• [Selected passage]

By Kristen Reynolds From put me back together.com
For a number of reasons, a common challenge for entry level physical therapists is effectively implementing therapeutic exercise programs. Not all academic programs provide their graduates with a large, mental library of exercises. Athletic patients may be bored with the idea of hamstring curls or crunches, while others require modifications for such exercises because of other co-morbidities or injuries. Some patients have poor kinesthetic awareness and it is difficult to teach their bodies to feel the essence of an exercise. With Pilates being included with a rehab program makes the opportunity for therapists to progress clients back to their previous level of strength and function. Clearly, designing a safe, progressive rehab program that benefits patients with multiple impairments in a limited episode of care is no easy feat. That’s where Pilates came in.
When Pilates Mat exercises were introduced to me at Active Motion
Physical Therapy, my clinical instructor had a conversation after the patient’s treatment about her impairments, functional limitations, and goals of continuing a program on her own after discharge. To sum it all up, the CI looked at me and stated “it just makes sense.” This statement holds true to me more and more each day three years later.
Completing a comprehensive Pilates teacher training program and utilizing
the method in daily practice has sincerely improved my clinical skills in regards to breaking down movements and teaching them in part and whole tasks. Joseph Pilates developed more than 500 exercises on a handful of apparatus designed to correct alignment and balance muscle development of the entire body utilizing a variety of developmental and gravity-eliminated postures (which I recall learning specifically during PT school lab!) Impaired range of motion, muscle length, and muscle performance are all targeted through sequenced eccentric and concentric contraction. The spring-loaded equipment in particular, significantly enhances neuromuscular re-education and helps the patient actually “get it” when trying to cue lumbar or scapular stabilization. When they “get it” I take an exercise to the mat (and sometimes incorporate resistance bands) to morph the exercise into one for home.
There is always an opportunity for modification and progression to allow for patient success and challenge and most importantly, compliance. Now I split my practice and teach Pilates at OMBE, an integrative health center. A large number of my clients are those with injury or postural-induced pain that are attending acupuncture or chiropractic treatments and need a safe method to resume strengthening or those who have “graduated” from physical therapy because their short-term rehabilitation benefit has been fully utilized. Attending private sessions and small group classes under the direction of a comprehensively certified Pilates instructor is a smart solution for a lifelong fitness regimen when suffering from orthopedic or sports-related injuries.
About the Author: Kristen Reynolds is a Doctor of Physical Therapy, specializing in orthopedics and sports medicine, and a PMA® Certified Pilates Teacher.
Sean Gallagher P.T.

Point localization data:
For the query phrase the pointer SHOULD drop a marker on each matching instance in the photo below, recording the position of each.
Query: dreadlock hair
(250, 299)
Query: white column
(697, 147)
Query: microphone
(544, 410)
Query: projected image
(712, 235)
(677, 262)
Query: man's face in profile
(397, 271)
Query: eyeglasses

• [Instructions]
- a) According to the article on Pilates in physical therapy, how many exercises did Joseph Pilates develop?
- b) Extend the article on Pilates in physical therapy past its final line.

• [Your responses]
- a) More than 500.

- b)
• I have had a Pilates studio in my physical therapy practice since I opened it in 1990. The article supports the fact that patients need a comprehensive exercise program that will not only allow them the health benefits of exercise, which the research supports on many different levels. Exercise machines that have been developed to work only single muscle or to sell exercise equipment do not meet the needs of function. Since the brain integrates movement in dynamic multi-segmental symbiotic relationships trying to develop strength and flexibility through an inter connected skeletal chain with single muscle work or even groups of muscles really doesn’t address these relationships.
What I noticed very early on in my PT career was that most of my patients (80%) would not have needed PT if they had been in a comprehensive exercise program. What other exercise system available today has over 60 years of clinical practice and research (Joe Pilates always talked about his experiments and research into his method) that has continued to provide clinical affirmation for the last 45 years? Pilates is being researched more and more today and most of it is finding that it works as stated and in many instances is as good or better that what it is being compared with.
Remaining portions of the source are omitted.